WRITTEN PROBLEM - Copy these entries word for word, beginning at the line that contains "Project: object detection ground-truth. Target class: dark" and stopping after the line that contains "[0,0,320,399]".

TASK INPUTS -
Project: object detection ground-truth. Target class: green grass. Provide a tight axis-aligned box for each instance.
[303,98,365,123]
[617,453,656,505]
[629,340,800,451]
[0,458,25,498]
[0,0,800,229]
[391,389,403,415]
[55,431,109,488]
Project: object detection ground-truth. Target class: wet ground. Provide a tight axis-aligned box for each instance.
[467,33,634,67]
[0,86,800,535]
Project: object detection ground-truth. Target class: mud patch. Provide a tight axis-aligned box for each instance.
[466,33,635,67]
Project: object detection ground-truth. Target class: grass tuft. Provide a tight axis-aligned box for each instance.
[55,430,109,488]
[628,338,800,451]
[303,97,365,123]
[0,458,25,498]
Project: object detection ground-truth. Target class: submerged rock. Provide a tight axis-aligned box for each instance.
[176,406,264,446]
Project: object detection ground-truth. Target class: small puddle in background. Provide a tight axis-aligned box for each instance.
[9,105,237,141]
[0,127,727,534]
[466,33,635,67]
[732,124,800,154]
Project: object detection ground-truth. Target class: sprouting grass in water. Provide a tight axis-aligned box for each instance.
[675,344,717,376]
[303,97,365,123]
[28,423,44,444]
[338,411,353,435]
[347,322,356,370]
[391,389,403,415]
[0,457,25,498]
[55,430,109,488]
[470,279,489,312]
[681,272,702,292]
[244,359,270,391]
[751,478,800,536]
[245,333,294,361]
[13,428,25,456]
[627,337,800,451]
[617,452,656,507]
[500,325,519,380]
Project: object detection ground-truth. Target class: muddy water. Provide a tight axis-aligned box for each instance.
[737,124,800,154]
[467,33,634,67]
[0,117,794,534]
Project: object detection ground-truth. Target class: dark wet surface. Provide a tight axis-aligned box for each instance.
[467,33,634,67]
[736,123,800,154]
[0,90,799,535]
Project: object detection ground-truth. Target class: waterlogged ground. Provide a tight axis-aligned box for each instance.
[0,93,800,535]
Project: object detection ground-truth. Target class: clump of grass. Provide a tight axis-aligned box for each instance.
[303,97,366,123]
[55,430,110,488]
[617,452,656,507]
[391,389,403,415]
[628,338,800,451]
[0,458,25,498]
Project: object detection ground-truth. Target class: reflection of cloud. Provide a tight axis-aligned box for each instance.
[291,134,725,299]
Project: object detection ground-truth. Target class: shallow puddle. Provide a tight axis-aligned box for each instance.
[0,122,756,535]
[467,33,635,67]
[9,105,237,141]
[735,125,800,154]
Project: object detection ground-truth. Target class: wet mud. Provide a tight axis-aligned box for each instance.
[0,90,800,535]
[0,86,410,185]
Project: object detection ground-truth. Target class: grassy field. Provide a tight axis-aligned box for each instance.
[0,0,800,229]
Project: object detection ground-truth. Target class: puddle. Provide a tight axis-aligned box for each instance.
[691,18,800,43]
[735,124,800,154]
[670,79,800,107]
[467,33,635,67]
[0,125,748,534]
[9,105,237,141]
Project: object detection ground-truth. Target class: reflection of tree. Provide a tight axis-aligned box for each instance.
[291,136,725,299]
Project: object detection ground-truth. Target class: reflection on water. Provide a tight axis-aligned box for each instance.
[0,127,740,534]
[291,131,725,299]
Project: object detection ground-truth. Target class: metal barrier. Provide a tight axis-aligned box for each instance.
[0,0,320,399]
* * *
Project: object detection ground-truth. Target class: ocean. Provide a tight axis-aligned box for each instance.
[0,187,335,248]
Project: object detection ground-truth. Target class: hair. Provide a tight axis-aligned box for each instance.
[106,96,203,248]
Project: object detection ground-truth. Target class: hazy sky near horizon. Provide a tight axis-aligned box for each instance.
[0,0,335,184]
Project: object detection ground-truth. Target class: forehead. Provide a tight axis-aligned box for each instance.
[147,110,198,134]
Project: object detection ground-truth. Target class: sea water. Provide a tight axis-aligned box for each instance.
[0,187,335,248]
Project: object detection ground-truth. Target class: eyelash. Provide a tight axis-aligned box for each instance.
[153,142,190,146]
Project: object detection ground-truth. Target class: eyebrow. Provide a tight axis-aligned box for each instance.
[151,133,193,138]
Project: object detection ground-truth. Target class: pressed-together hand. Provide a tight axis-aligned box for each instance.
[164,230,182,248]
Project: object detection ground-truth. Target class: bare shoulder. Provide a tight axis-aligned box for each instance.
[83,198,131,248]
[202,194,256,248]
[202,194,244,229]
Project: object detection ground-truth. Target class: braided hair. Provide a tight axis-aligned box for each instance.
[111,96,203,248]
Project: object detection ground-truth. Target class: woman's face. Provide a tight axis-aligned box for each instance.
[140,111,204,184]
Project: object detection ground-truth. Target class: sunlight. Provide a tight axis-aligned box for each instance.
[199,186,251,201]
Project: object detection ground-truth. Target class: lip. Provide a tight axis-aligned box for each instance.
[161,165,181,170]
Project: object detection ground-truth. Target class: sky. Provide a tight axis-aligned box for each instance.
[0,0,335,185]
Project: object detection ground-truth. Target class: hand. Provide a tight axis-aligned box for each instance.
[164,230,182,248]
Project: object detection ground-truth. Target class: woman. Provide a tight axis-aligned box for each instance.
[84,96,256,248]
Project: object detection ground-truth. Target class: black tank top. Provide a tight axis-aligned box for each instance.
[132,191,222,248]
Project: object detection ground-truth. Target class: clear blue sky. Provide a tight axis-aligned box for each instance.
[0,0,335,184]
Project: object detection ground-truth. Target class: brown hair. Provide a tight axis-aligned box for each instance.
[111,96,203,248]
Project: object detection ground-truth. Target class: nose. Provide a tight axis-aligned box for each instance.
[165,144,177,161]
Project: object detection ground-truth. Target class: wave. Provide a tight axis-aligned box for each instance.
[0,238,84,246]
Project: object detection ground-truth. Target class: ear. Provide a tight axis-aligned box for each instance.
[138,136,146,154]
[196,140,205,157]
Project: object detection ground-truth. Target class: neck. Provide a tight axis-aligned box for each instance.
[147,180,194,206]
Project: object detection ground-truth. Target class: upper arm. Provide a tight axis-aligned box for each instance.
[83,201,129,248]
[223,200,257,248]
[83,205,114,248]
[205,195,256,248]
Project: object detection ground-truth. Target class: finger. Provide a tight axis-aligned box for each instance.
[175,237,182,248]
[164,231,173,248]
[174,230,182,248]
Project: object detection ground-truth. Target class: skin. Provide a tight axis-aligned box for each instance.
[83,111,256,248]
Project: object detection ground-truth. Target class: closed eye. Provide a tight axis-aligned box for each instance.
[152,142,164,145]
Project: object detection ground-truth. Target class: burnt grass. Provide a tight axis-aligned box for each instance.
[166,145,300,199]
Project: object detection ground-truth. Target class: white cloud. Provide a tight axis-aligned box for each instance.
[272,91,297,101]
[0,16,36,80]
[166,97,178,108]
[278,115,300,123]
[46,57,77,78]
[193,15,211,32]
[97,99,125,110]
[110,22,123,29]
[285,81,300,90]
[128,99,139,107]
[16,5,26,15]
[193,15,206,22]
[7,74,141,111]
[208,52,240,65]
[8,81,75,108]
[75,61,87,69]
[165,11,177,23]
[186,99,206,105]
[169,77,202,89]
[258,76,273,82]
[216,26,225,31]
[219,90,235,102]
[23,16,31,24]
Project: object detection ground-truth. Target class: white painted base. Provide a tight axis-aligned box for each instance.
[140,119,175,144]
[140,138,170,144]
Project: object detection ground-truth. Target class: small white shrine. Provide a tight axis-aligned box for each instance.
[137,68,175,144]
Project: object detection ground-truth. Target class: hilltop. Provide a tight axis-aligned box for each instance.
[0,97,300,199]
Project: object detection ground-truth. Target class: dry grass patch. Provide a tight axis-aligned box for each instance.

WRITTEN SOLUTION -
Project: object detection ground-truth. Target class: dark wet surface. Provide a tight axis-aligned box for each instance.
[467,33,634,67]
[736,123,800,154]
[0,90,799,535]
Project: object detection ground-truth. Target class: waterlogged ground. Provide a tight axis-aligned box for each instance.
[0,93,800,535]
Project: object detection ground-truth. Target class: clump of grass. Provide a tight axis-aligned box for each instance.
[303,97,366,123]
[55,430,110,488]
[617,452,656,507]
[391,389,403,415]
[628,338,800,451]
[0,458,25,498]
Project: object detection ground-truth. Target class: reflection of cloud. Provide a tight axis-aligned box for each instance.
[291,134,725,299]
Project: object detection ground-truth. Target class: shallow puddle. Provide a tight axis-aligned box for each instance.
[0,122,756,535]
[467,33,635,67]
[9,105,237,141]
[735,125,800,154]
Project: object detection ground-truth. Target class: wet mud. Provide a tight axis-aligned box for each instance.
[0,90,800,535]
[0,86,410,185]
Project: object detection ground-truth. Target class: grassy field. Provide a tight axis-aligned box for each instance.
[0,0,800,229]
Project: object detection ground-truth. Target class: puddle. Provide a tight axis-aligned box for each instance.
[691,18,800,43]
[735,124,800,154]
[670,79,800,107]
[467,33,635,67]
[0,125,748,534]
[9,105,237,141]
Project: object detection ground-truth. Target class: reflection of tree. Provide a tight axis-aligned box for each instance.
[291,136,725,299]
Project: object detection ground-truth. Target class: reflection on water. Provide a tight axis-aligned box for each instance.
[0,127,740,534]
[291,131,725,299]
Project: object detection ground-truth. Target class: metal barrier. Provide a tight axis-aligned box for each instance.
[0,0,320,399]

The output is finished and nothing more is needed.